Set problem -> Present the rows below as one numbered list, omitting blank lines.

--------------------------------

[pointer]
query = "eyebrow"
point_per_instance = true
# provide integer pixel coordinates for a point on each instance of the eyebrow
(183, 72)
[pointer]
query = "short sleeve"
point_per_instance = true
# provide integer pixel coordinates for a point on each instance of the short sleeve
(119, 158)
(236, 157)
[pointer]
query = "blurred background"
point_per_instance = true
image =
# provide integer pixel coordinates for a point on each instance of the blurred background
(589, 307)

--------------------------------

Completed task ->
1. [pointer]
2. query = "eyebrow"
3. point_per_instance = true
4. # provide integer pixel coordinates for a point on each instance of the eyebrow
5. (183, 72)
6. [pointer]
7. query = "short sleeve"
8. point_per_instance = true
9. # provide integer pixel coordinates for a point on each instance of the short sleeve
10. (119, 158)
11. (236, 157)
12. [pointer]
13. query = "blurred background"
14. point_per_instance = true
15. image =
16. # provide integer pixel coordinates for a point on each instance of the blurred background
17. (589, 307)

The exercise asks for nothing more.